▸ The data
□ □ □ □ □ □ □

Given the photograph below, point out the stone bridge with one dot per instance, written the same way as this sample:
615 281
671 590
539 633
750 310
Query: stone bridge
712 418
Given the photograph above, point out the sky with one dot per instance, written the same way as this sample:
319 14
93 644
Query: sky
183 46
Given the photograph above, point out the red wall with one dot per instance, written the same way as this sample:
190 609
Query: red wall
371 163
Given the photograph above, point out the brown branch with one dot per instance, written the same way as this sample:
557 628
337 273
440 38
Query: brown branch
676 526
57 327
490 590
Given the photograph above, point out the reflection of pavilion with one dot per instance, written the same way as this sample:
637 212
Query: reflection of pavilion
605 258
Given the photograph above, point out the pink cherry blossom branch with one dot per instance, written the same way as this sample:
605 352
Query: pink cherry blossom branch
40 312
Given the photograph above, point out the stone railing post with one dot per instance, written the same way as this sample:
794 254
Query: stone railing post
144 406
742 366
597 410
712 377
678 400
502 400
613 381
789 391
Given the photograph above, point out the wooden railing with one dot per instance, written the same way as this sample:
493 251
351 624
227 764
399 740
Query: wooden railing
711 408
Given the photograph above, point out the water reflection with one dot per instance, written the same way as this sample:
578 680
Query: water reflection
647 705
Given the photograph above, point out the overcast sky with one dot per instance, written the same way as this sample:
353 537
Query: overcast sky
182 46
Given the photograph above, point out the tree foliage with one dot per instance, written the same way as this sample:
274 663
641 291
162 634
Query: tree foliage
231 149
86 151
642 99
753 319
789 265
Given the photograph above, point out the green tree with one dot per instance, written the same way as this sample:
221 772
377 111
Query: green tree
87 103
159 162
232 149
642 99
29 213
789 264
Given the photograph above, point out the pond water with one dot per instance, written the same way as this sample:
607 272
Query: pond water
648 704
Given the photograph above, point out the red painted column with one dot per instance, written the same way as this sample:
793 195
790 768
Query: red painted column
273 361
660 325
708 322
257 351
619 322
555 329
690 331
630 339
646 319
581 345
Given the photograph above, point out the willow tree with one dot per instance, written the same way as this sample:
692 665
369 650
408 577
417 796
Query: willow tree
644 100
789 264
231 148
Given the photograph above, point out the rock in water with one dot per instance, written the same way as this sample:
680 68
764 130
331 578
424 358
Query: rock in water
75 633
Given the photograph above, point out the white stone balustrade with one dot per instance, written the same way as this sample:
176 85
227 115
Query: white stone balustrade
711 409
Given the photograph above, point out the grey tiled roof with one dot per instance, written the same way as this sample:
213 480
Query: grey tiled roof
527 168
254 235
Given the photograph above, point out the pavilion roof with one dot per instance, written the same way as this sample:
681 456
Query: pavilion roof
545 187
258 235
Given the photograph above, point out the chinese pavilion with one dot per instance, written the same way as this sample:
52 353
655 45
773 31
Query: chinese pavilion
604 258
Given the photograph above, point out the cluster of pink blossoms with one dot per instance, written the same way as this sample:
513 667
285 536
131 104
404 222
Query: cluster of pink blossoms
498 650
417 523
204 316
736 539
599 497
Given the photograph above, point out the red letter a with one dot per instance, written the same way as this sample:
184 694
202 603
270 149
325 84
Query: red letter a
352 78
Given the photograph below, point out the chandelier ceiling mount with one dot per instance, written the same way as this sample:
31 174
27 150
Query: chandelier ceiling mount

□ □ □ □ □ □ □

▸ Directive
Return all of the material above verbatim, with every line unchanged and in its original order.

▸ Full solution
Given the photograph below, point out the stone bridge with one dot per instance, written the same way as this sample:
615 281
671 590
539 633
750 310
Query: stone bridge
712 418
Given the photograph above, point out the sky with one dot per instance, written the same way as this sample:
319 14
93 644
Query: sky
183 46
Given the photograph above, point out the red wall with one dot per instance, written the same way as this sample:
190 609
Query: red wall
371 163
Given the photograph above, point out the brown branch with one dot per instance, written the same way as this sample:
557 628
337 273
440 38
Query: brown branch
676 526
57 327
490 590
Given the photograph above, point out the reflection of pavilion with one dot per instance, written the same way as this sample:
637 212
Query: reflection of pavilion
605 258
Given the photograph above, point out the pink cherry blossom branch with one dot per instance, written the same way as this sample:
605 352
Query: pink cherry blossom branch
40 312
Given the photograph above, point out the stone railing post with one dot per instance, written the same way as this sample:
794 254
Query: stone railing post
144 406
742 366
597 410
712 377
678 400
502 400
613 381
789 391
Given the photograph above, point out the wooden railing with one dot per instance, written the same way as this sample:
493 251
351 624
227 764
399 740
Query: wooden railing
711 408
Given the photograph above, point out the water reflection with one dot per instance, written the same way as this sample:
578 680
Query: water reflection
647 705
Given the photograph above, point out the overcast sky with one dot per instance, written the same way as this sample:
353 537
Query: overcast sky
182 46
Given the photograph above, point out the tree foliage with one dot per instance, written the same way as this sample:
274 663
641 291
162 634
Query: tree foliage
231 149
86 151
642 99
753 319
789 265
Given the photograph above, point out the green tree with one dot per instance, written the same way as this sample:
221 772
377 111
Query: green tree
87 103
159 162
232 149
642 99
29 213
789 264
Given the photograph above, point out the pond water with one dot per instance, written the same way as this sample:
607 272
Query: pond water
648 704
Given the photograph above, point out the red painted column with one dot per instance, written the same way as this sample:
793 195
790 768
Query: red painted column
273 361
660 325
708 322
257 351
619 322
555 329
690 331
630 339
646 319
581 345
Given the photograph above, point out the willow tree with one dot per instance, written the same way as this sample:
692 665
369 650
408 577
417 796
Query: willow tree
644 100
789 264
231 148
Given the photograph above, point out the rock in water with one dot per instance, written the same way as this sample:
680 68
764 130
331 578
424 358
Query: rock in water
75 633
Given the photograph above, point out the white stone balustrade with one dot per instance, written the same way as this sample:
176 85
227 115
Query: white stone balustrade
711 409
Given the photograph above, point out the grey tiled roof with one dot per instance, written the same way as this sample:
213 480
Query: grey tiled roof
527 168
254 235
Given the photograph above, point out the pavilion roof with one dot per instance, written the same way as this sample:
681 456
Query: pavilion roof
545 187
258 235
Given the photograph above, point out the chinese pavilion with one dot per instance, written the same way as this sample:
52 353
655 45
773 31
Query: chinese pavilion
604 258
Given the photograph above, point out the cluster of pink blossoms with one dot per instance, written the same way as this sample:
513 667
285 536
131 104
404 222
Query: cluster of pink blossoms
498 650
417 523
204 316
736 539
599 497
Given the photograph above, point out the red letter a with one dot per instance, written the same way as this sample:
184 694
202 603
270 149
325 84
Query: red letter a
352 78
Given the photograph below, point out the chandelier ceiling mount with one dot per instance, written the same way as this sample:
31 174
27 150
Query: chandelier ceiling mount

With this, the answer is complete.